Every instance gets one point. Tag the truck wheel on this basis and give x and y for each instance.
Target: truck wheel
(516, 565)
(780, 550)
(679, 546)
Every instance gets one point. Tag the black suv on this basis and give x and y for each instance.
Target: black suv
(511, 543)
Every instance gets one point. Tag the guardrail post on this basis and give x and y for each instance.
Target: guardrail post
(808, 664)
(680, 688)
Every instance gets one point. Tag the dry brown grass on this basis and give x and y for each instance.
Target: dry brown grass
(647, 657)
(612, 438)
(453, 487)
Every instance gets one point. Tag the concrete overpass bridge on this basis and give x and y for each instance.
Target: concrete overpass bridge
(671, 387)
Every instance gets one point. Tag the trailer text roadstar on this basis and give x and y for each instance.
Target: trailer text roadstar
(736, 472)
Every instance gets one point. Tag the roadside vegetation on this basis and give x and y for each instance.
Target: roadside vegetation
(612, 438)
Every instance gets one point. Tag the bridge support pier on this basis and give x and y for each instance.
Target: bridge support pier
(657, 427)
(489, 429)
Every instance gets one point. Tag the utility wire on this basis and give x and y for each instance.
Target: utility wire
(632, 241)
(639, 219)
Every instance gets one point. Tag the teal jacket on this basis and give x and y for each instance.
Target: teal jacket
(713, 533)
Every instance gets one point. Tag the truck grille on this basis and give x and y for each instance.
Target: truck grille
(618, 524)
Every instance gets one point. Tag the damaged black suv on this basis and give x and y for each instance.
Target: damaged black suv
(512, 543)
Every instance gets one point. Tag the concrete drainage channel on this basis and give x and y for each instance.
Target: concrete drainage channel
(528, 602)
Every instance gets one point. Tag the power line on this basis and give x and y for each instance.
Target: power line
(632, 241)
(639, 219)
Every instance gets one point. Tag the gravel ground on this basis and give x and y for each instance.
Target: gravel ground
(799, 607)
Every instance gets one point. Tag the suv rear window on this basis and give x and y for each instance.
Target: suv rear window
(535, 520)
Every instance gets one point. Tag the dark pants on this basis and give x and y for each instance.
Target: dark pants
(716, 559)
|---|
Problem to solve = Return exactly the lines from the one containing "Every instance gets one point. Tag the teal" to the last line of the data, and nothing more.

Written solution =
Every instance gets one point. Tag the teal jacket on this basis and give x and y for each instance.
Target: teal jacket
(713, 533)
Every instance gets one point. Tag the truck grille on this basis and give x and y for each instance.
Target: truck grille
(618, 524)
Every instance gets one point. Tag the damaged black suv on this basis and give x and y for each instance.
Target: damaged black suv
(512, 543)
Every instance gets one point. Tag the concrete drainage channel on this basis and give x and y for each instance.
Target: concrete drainage channel
(528, 602)
Every instance gets one point. Tag the power line on this basis and give x and y for each instance.
Target: power line
(632, 241)
(639, 219)
Every instance gets one point. Tag the gravel ground on this basis and give x and y for each instance.
Target: gravel ground
(799, 607)
Every instance gets one point. Tag the suv rear window on this basis and give x and y for each instance.
Target: suv rear window
(535, 520)
Every instance gets one point. Tag the dark pants on this basis and give x and y for each instance.
Target: dark pants
(716, 559)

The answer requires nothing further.